**Исходный текст:**

----

Возможно, он и хотел назначить «демонстраторов» и кураторов для каждой из этих дисциплин, но финансовое положение Общества не позволяло идти на такие расходы. Первым назначением, которое он произвел, стала замена покойного Роберта Гука новым секретарем – Фрэнсисом Гауксби, который вскоре (видимо, по наущению Ньютона) приступил к серии экспериментов с новым воздушным насосом.
Но высоконаучная атмосфера встреч Общества не могла держаться вечно. Оно по-прежнему во многом представляло собой ассоциацию дилетантов, поскольку в ту пору не существовало ни понятия «профессиональный ученый», ни его определения. Поэтому на его заседаниях серьезно обсуждались, например, такие темы, как появление на свет собаки без рта, пенис опоссума или целебные свойства коровьей мочи. Посетив одно из подобных заседаний, заграничный наблюдатель пренебрежительно заметил, что Общество напоминает ему «сборище аптекарей и им подобных». О Ньютоне же он сказал, что это «старый человек, слишком погруженный в свои обязанности мастера Монетного двора и в свои собственные дела, чтобы особенно печься о делах Общества».

----

**Перечень материалов:**

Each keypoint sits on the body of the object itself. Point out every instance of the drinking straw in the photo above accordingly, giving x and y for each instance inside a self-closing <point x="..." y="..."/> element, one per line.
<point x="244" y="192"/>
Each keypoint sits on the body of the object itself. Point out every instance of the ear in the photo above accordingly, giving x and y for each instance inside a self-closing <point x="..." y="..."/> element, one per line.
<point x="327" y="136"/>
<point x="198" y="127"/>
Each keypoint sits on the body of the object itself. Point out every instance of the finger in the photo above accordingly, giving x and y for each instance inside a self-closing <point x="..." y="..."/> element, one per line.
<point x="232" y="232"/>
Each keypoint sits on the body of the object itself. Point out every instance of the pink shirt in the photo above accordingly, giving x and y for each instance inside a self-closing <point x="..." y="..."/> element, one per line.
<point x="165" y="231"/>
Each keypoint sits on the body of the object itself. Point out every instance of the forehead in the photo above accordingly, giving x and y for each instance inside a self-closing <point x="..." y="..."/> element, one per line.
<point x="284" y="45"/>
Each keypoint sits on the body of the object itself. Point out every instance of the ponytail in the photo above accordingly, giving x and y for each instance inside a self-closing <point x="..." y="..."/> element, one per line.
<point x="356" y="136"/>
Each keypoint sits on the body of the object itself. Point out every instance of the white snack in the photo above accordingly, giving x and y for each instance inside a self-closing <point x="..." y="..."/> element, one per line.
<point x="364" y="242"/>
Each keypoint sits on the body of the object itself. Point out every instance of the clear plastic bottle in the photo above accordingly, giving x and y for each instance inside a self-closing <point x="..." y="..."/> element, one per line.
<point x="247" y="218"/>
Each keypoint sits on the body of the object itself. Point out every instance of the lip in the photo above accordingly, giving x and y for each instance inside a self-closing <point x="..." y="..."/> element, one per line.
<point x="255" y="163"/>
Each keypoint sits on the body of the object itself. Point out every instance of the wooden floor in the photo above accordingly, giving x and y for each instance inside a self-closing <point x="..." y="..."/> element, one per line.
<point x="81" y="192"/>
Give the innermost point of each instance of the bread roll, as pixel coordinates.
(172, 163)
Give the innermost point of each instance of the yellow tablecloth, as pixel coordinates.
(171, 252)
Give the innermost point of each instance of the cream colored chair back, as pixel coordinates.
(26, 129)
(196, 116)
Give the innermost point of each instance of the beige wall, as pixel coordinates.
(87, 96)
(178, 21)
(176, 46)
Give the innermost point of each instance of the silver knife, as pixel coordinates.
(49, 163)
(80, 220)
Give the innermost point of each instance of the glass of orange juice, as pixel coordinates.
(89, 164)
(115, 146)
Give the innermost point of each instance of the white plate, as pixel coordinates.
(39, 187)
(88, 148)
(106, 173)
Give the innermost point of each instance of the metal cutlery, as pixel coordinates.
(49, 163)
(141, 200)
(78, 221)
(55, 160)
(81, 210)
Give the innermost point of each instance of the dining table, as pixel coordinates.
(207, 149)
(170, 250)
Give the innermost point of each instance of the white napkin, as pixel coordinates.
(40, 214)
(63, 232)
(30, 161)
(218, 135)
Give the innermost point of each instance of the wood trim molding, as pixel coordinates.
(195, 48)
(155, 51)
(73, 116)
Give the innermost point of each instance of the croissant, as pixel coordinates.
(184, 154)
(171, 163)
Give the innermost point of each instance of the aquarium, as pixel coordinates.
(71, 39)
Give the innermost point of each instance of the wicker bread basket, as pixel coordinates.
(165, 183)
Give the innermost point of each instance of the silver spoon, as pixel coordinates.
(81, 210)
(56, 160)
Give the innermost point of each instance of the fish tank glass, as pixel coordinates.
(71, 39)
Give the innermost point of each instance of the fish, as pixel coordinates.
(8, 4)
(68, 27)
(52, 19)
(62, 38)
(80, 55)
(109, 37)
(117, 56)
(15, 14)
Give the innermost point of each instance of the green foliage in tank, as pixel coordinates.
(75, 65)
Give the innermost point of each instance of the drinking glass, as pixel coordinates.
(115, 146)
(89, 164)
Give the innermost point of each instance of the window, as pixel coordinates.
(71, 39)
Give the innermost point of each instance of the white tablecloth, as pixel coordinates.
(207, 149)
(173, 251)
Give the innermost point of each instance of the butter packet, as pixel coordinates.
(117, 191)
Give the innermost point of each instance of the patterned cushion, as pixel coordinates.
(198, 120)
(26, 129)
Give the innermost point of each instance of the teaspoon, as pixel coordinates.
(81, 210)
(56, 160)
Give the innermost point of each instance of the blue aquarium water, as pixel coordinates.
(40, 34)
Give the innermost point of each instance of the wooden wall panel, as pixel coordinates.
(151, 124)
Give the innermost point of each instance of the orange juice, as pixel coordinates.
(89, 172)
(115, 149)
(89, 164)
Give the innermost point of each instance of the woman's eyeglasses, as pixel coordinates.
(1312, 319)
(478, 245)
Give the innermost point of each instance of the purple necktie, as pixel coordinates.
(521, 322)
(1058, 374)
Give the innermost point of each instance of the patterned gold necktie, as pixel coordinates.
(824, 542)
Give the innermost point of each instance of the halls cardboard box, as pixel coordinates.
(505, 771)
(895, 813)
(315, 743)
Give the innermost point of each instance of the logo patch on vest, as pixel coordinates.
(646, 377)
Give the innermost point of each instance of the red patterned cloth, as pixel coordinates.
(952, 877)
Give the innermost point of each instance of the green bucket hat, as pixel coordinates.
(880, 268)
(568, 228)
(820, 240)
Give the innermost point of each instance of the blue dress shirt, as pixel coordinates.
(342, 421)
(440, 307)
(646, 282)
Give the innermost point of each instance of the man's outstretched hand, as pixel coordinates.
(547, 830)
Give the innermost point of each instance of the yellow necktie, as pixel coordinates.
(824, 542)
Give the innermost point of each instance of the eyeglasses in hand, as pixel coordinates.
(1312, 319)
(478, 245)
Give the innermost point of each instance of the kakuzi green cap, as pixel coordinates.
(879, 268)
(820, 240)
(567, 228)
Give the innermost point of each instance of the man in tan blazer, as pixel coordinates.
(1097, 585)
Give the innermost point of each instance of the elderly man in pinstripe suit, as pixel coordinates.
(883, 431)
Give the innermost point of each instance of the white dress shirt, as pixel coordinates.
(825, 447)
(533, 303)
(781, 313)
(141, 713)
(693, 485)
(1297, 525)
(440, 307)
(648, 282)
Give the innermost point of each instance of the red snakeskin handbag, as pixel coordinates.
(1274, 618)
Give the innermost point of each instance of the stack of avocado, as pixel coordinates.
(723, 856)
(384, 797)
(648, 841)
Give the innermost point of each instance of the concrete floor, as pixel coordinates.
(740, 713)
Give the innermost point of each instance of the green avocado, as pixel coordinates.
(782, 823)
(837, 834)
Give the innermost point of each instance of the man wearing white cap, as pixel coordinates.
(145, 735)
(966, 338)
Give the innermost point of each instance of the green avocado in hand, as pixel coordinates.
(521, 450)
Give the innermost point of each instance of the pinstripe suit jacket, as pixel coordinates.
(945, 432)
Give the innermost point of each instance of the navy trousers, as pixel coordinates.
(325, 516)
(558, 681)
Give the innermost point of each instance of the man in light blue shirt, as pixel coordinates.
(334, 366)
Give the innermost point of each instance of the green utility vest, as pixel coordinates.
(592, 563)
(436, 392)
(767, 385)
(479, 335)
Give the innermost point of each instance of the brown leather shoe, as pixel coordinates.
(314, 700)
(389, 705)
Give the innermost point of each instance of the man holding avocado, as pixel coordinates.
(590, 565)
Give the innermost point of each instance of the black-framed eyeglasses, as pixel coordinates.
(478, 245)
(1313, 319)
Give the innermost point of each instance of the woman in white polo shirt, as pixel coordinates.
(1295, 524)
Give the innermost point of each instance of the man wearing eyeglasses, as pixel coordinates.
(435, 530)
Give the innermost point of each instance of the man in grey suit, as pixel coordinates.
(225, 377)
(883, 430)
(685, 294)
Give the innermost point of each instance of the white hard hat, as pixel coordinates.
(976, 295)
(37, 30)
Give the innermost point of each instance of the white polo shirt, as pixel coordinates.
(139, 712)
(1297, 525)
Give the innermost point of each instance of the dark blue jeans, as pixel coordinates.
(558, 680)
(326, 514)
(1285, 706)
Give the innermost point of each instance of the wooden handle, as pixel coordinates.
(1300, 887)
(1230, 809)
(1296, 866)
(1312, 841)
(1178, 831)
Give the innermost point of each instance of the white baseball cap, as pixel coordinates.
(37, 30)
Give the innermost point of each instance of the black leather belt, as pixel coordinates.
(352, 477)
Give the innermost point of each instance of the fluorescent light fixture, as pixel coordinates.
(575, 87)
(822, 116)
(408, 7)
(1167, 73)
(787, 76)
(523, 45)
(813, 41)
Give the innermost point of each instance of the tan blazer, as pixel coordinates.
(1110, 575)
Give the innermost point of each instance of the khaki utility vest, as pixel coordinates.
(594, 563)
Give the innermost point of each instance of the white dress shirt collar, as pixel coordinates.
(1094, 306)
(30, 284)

----

**Цель задания:** Перечислите все темы, которые исходный текст приводит как примеры того, что серьезно обсуждалось на заседаниях Общества. Материалы никак не связаны с исходным текстом.

**Ответ:**
- появление на свет собаки без рта
- пенис опоссума
- целебные свойства коровьей мочи